▶ Information supplied:
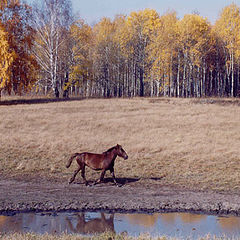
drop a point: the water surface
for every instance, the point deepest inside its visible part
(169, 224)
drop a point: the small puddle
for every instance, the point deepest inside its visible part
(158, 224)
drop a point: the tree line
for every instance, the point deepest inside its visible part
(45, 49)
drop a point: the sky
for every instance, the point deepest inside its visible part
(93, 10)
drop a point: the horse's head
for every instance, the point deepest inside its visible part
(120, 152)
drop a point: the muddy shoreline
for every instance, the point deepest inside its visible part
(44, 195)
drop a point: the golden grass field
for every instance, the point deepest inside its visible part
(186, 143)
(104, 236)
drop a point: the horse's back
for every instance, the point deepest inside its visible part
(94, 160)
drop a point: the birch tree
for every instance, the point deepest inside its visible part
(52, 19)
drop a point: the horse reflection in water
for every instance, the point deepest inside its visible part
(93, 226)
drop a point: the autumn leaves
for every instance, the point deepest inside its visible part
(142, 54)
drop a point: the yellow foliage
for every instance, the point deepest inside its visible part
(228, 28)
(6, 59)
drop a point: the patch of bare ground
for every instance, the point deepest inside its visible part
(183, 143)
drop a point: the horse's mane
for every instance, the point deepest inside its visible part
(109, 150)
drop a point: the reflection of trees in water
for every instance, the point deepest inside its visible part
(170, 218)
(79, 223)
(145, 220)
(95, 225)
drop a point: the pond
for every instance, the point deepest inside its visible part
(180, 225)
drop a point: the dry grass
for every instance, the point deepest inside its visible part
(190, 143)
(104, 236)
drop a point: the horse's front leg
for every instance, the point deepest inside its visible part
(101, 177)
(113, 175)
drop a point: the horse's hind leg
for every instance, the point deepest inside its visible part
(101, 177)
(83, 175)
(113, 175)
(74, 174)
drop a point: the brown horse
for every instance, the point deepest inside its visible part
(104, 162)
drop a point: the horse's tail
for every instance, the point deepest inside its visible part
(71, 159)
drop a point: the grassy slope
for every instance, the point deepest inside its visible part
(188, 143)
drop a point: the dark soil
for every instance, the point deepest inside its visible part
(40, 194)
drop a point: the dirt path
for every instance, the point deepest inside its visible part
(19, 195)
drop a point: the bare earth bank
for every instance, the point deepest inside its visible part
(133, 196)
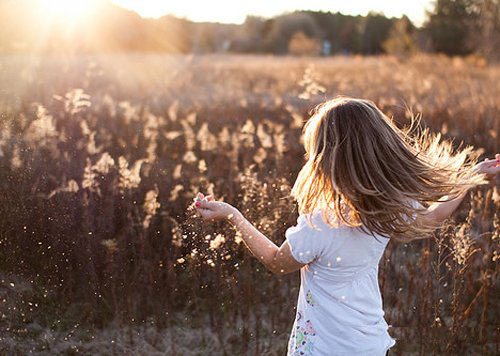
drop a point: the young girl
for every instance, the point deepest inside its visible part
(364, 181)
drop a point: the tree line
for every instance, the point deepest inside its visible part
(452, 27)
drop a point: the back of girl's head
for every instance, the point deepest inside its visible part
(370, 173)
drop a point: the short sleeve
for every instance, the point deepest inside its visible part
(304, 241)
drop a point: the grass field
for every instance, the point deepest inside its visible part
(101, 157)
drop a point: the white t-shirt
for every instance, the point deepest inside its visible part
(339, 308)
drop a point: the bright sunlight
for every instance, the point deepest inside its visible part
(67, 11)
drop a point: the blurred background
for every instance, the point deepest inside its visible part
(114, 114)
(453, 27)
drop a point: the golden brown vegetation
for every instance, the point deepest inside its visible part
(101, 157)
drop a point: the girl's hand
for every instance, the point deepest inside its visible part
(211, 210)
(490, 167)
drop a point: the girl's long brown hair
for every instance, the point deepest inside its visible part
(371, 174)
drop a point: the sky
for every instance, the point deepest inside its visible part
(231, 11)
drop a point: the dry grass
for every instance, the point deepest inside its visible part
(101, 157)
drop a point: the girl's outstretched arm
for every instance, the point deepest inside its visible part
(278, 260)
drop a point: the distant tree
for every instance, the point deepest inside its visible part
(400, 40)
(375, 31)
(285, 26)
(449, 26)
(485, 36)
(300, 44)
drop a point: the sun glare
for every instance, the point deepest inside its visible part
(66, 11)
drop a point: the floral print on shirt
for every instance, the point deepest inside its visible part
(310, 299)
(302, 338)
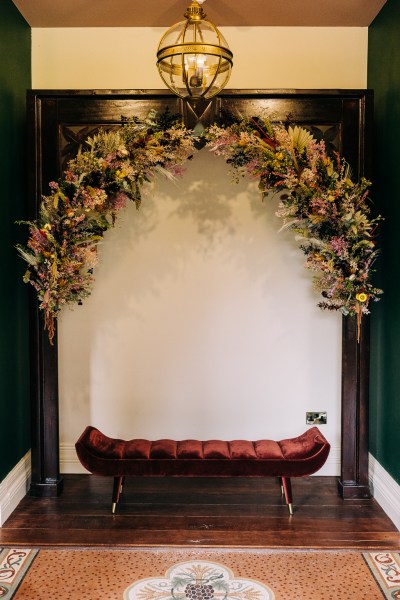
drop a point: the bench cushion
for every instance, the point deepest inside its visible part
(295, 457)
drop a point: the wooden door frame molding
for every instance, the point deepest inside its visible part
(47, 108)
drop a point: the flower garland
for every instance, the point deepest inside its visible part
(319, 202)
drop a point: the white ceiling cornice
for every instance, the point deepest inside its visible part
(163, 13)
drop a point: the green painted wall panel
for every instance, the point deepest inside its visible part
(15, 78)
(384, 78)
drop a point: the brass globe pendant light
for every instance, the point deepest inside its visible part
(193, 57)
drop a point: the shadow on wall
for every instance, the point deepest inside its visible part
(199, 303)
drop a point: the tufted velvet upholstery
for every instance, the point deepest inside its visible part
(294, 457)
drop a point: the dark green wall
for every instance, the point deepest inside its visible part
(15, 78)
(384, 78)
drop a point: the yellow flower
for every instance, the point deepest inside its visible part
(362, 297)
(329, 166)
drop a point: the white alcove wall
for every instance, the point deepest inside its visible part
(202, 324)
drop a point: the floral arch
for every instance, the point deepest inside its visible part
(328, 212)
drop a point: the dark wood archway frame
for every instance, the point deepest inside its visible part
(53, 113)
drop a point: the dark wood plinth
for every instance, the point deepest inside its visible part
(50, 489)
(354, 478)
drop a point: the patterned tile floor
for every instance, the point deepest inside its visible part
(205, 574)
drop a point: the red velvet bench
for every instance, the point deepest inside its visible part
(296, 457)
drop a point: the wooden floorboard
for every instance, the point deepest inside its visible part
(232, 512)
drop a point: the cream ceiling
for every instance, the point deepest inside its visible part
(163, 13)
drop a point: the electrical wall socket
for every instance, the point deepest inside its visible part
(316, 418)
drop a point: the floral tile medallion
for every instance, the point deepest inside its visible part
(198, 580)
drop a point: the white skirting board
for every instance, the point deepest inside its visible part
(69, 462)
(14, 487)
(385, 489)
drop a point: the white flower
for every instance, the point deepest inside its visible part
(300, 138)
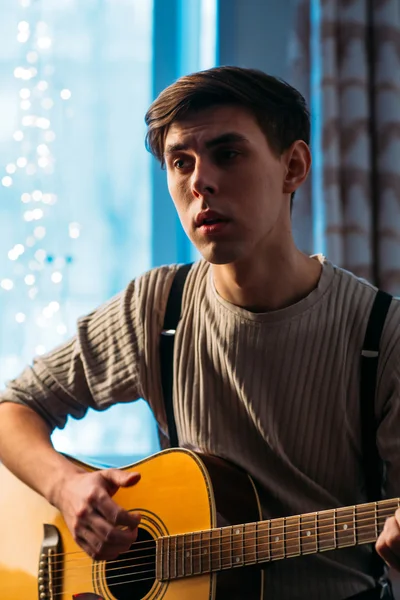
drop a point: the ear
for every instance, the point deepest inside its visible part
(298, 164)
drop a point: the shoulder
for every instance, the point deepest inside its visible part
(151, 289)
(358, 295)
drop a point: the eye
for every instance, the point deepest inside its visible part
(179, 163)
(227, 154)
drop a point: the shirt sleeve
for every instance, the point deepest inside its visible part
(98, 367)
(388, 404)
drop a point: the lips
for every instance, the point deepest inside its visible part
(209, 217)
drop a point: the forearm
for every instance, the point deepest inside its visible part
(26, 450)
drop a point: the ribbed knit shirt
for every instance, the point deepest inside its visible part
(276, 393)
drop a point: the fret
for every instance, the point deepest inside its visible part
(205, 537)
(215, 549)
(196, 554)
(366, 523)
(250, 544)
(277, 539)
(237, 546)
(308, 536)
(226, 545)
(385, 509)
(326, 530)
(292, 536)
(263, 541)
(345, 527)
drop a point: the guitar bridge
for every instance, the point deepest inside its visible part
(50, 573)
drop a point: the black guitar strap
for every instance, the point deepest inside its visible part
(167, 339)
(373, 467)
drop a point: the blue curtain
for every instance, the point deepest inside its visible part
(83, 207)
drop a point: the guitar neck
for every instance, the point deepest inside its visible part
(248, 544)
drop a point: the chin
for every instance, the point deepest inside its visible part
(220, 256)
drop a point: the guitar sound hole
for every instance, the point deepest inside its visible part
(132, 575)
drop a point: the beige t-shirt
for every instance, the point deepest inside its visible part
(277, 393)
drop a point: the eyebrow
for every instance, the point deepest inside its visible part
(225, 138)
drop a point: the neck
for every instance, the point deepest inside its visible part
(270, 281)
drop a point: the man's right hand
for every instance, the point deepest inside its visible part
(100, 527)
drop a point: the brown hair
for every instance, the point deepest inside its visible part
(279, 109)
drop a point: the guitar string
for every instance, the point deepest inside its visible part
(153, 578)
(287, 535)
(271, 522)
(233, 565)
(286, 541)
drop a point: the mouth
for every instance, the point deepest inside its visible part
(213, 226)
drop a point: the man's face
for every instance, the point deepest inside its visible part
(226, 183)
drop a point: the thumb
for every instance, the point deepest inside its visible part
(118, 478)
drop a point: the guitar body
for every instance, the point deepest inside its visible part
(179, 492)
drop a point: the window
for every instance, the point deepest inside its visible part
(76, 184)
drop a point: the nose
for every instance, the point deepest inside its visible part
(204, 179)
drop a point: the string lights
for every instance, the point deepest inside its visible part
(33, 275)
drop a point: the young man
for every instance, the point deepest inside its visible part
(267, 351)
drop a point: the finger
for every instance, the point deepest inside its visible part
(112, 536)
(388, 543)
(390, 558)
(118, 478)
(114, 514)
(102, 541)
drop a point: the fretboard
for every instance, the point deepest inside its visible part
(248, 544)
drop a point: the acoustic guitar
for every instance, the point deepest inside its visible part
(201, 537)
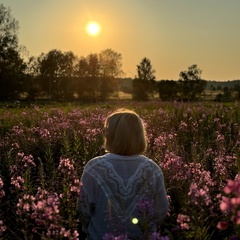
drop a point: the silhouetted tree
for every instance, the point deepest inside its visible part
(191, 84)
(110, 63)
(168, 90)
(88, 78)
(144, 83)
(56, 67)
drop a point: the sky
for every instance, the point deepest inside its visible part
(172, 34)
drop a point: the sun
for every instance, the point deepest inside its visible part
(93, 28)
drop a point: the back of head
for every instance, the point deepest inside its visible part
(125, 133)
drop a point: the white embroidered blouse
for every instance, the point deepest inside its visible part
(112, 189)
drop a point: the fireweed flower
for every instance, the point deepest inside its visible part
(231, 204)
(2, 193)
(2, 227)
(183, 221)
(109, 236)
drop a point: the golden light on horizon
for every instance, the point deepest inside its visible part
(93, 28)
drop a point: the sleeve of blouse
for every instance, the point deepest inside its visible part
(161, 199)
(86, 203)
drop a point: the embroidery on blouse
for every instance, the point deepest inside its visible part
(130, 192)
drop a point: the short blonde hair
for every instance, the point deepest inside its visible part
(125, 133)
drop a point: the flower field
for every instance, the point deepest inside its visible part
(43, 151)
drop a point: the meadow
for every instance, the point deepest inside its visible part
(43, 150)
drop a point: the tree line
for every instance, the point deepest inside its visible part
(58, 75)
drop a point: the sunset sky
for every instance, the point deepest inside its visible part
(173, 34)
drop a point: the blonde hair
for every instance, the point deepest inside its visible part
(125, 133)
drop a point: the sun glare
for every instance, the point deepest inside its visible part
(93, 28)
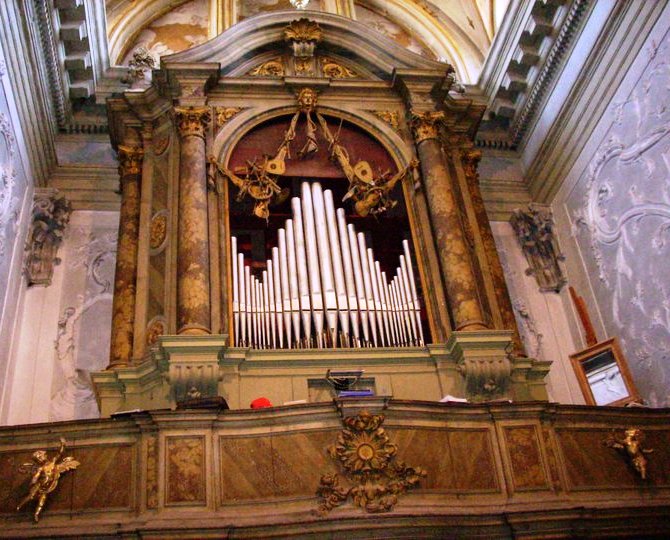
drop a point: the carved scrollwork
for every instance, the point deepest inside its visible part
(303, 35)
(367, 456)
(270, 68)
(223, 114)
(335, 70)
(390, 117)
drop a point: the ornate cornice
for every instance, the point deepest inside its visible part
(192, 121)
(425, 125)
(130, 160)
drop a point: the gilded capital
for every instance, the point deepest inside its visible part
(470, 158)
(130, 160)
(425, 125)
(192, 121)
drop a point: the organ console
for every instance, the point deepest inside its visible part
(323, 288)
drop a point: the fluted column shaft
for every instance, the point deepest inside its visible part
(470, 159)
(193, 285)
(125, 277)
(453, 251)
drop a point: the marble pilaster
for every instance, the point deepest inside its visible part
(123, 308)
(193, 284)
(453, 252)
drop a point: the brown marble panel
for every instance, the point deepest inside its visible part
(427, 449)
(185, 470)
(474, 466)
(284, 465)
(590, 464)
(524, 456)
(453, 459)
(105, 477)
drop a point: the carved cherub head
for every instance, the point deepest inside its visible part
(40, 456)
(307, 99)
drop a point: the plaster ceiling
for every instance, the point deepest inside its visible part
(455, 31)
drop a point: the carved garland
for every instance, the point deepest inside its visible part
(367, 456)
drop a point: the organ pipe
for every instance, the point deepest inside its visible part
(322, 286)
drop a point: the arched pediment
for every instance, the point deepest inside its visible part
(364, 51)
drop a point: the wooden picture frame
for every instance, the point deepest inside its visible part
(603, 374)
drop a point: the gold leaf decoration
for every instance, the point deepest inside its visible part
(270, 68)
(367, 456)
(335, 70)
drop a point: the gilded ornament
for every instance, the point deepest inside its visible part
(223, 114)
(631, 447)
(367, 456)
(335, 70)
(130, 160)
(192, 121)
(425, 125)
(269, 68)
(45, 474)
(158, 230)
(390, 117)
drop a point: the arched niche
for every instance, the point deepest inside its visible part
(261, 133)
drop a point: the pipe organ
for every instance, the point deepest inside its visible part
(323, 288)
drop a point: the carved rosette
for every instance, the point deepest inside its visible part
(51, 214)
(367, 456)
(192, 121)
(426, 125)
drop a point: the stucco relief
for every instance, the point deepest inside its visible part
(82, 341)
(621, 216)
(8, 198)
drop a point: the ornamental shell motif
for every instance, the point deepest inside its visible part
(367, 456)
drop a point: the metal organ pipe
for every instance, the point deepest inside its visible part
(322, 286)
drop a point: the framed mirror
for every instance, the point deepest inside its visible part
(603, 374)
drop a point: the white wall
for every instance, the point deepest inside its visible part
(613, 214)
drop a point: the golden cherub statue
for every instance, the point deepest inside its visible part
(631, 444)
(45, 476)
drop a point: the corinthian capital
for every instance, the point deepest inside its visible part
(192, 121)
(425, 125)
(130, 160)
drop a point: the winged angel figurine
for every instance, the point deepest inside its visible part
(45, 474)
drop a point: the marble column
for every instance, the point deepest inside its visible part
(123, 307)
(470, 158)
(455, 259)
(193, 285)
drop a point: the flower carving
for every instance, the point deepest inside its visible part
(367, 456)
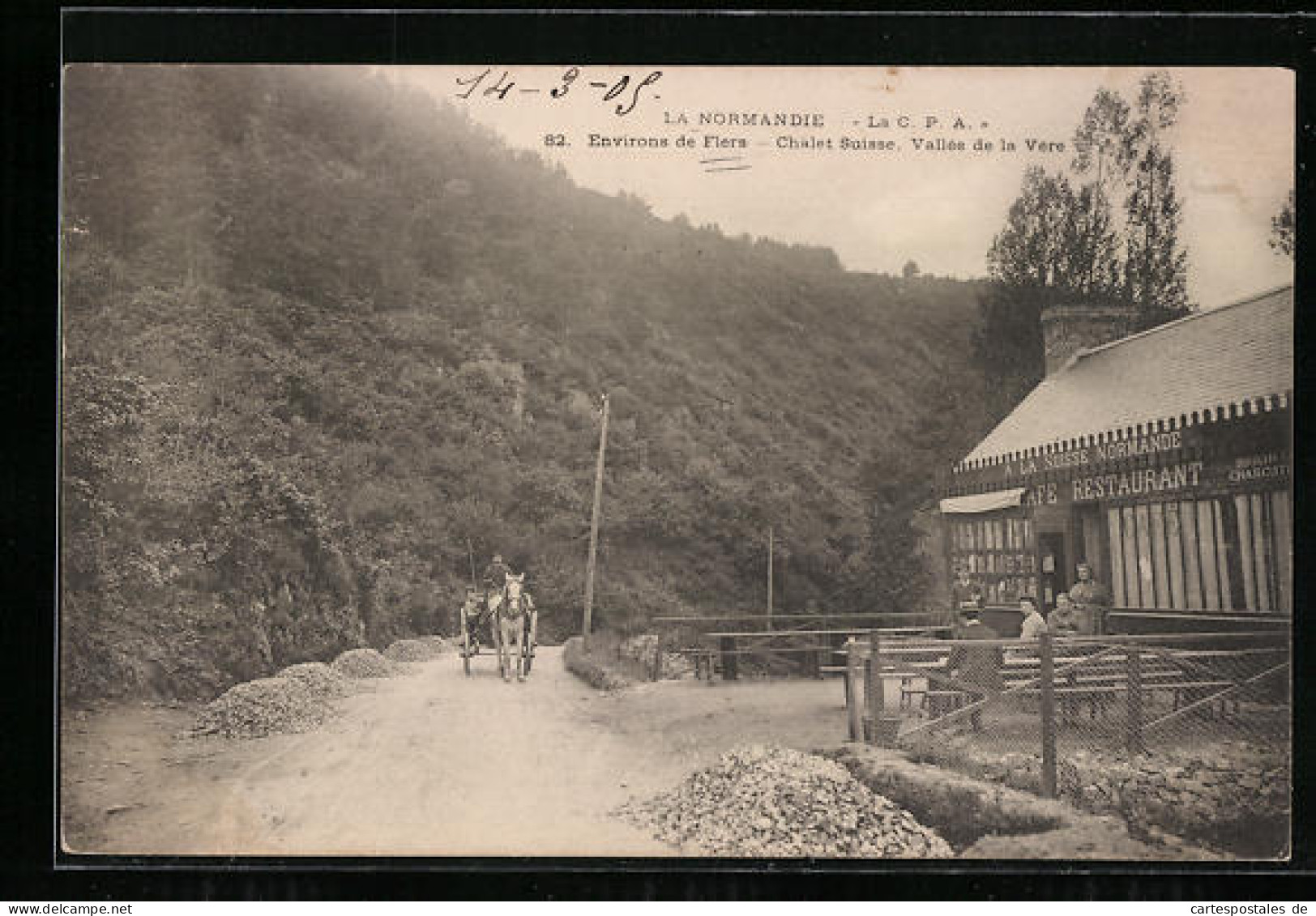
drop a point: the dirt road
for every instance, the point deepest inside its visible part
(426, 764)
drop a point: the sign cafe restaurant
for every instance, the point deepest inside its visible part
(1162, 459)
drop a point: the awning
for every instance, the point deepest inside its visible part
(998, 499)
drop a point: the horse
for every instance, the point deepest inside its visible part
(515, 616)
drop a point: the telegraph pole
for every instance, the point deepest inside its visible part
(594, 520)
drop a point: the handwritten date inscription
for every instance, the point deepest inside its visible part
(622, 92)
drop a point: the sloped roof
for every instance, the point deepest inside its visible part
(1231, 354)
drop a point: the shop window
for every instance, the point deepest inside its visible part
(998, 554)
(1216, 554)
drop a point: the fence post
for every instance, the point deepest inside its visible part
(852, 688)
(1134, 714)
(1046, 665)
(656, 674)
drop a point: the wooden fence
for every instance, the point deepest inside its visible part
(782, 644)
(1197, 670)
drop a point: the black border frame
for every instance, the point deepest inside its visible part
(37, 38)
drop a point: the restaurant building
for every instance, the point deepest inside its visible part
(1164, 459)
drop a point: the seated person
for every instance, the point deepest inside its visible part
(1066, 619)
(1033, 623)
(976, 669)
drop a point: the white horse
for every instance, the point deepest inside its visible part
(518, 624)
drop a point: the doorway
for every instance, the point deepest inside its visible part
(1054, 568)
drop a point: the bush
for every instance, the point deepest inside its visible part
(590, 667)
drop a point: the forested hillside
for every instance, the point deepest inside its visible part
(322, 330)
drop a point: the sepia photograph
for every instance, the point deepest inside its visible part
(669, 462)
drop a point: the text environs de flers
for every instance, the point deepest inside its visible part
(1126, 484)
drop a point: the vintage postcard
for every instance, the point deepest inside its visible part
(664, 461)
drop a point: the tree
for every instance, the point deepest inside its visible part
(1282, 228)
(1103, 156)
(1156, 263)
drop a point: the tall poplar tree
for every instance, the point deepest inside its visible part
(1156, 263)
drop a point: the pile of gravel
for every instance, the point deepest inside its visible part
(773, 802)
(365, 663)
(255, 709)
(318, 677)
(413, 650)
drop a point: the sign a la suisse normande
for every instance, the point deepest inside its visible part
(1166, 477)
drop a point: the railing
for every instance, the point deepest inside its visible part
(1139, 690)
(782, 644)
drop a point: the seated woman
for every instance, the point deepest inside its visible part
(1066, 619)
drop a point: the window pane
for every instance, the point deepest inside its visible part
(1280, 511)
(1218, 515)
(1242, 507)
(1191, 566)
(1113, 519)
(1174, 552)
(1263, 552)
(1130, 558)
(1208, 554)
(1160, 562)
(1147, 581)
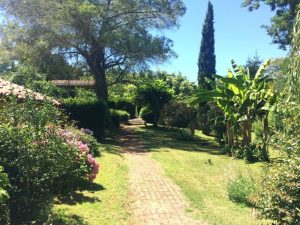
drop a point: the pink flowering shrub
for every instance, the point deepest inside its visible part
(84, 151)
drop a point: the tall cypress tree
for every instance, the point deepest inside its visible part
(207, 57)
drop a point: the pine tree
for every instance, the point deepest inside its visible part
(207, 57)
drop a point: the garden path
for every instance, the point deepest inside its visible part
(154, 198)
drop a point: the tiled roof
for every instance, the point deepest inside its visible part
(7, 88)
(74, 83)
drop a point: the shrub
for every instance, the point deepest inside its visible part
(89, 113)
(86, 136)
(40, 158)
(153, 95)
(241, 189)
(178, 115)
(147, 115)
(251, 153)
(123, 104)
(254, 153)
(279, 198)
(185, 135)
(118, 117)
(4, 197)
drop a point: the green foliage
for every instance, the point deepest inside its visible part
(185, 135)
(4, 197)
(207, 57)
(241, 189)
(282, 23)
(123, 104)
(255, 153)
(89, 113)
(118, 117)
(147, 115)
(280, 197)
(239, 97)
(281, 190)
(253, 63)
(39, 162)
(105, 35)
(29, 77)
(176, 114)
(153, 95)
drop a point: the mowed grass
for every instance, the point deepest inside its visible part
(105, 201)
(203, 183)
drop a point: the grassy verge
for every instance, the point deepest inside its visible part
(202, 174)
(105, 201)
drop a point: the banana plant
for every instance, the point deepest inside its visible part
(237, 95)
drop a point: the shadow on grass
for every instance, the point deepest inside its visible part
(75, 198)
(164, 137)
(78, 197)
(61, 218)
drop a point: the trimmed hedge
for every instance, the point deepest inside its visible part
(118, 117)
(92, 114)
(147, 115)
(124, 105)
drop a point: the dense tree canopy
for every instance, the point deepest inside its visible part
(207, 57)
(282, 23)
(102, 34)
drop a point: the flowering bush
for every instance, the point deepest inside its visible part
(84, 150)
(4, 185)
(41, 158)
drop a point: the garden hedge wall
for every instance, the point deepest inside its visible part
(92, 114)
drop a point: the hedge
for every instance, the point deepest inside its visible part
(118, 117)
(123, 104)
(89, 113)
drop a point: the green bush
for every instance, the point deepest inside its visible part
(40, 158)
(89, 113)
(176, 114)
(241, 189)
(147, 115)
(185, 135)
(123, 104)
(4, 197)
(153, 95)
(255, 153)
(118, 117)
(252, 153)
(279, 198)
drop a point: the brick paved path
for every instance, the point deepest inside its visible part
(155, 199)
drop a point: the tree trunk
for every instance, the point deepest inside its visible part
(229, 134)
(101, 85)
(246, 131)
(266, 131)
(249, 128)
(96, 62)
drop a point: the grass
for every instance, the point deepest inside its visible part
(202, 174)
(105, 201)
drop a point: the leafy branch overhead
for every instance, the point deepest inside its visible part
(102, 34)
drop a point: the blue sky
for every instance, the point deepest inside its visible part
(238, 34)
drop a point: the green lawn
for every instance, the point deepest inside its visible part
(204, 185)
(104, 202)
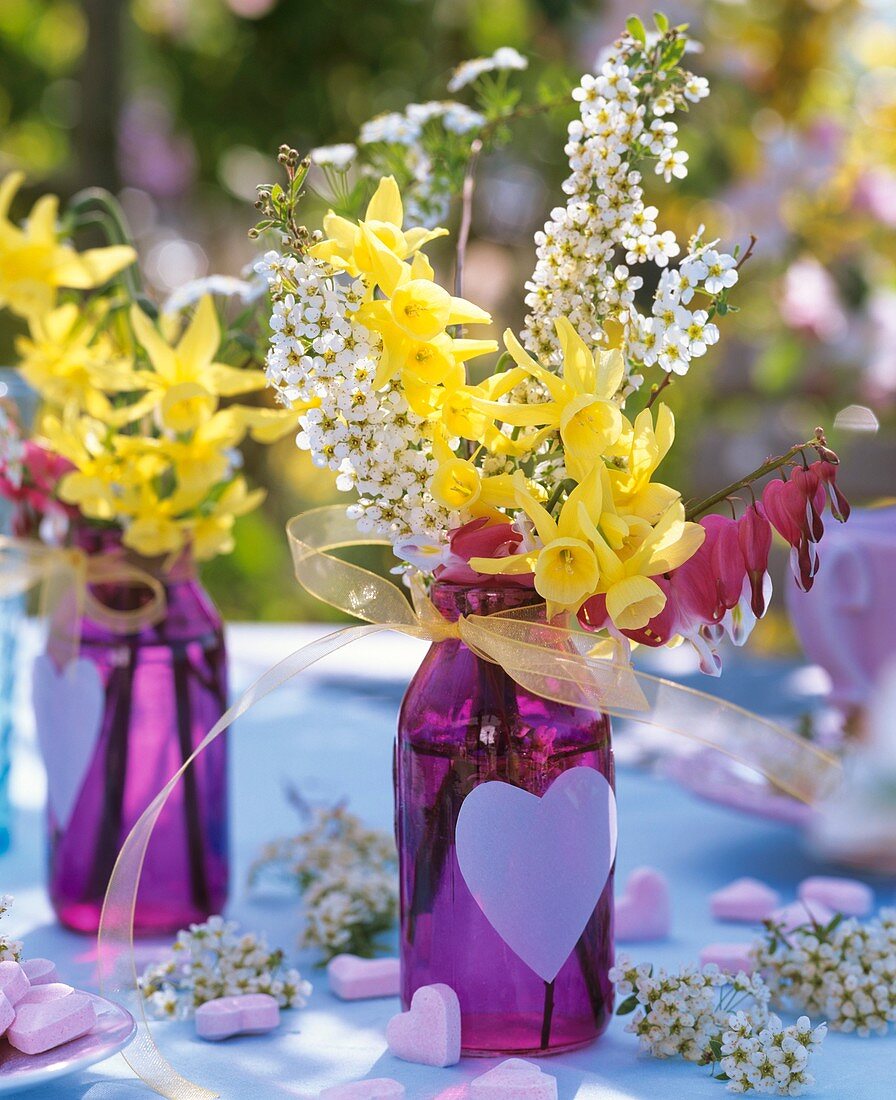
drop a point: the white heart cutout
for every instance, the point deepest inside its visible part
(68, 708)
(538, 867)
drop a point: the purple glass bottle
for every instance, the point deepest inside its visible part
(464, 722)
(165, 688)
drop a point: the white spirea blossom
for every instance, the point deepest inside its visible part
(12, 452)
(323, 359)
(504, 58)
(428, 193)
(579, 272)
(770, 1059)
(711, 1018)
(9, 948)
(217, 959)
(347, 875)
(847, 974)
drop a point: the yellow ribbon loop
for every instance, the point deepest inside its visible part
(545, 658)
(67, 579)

▶ Brief:
Set down nothing but the lines from the one containing "drop a point: the hedge" to the final line above, both included, with every picture left out.

▶ Written solution:
drop a point: the hedge
for every instance, the point deepest inside its visible part
(118, 117)
(123, 104)
(89, 113)
drop a point: the green bush
for every instance, the point deepest inside its visible part
(40, 158)
(89, 113)
(176, 114)
(241, 189)
(147, 115)
(185, 135)
(123, 104)
(4, 197)
(153, 95)
(255, 153)
(118, 117)
(252, 153)
(279, 198)
drop a point: the brick paved path
for every instance, the point deepest inside its visible part
(155, 199)
drop a point: the tree trunk
for every instance, the point deepest inside its visible part
(229, 134)
(101, 85)
(246, 131)
(266, 131)
(249, 128)
(96, 62)
drop a point: the grass
for every instance, the point deepest inside its visible part
(202, 174)
(105, 201)
drop a point: the leafy branch overhead
for every instance, the point deepest inside its visible part
(102, 34)
drop a point: the blue sky
for every instance, the point deepest inside its visible part
(238, 34)
drop a point: the green lawn
for every instance, the point deepest inside its visible part
(204, 185)
(104, 202)
drop a point: the white heart cutout
for every instance, the point deepest inside its visible part
(68, 708)
(538, 867)
drop a point: the purple glass bottle
for every instance, the point deepest inside its visible part
(464, 722)
(165, 688)
drop a point: the white spirea blossom
for every instance, the point deepest inside its visible part
(12, 452)
(323, 359)
(504, 58)
(428, 193)
(579, 272)
(770, 1059)
(711, 1018)
(9, 948)
(217, 959)
(347, 875)
(847, 974)
drop a point: the yellow ribbon loop
for every instance, the point deepest inside its visible part
(545, 658)
(67, 579)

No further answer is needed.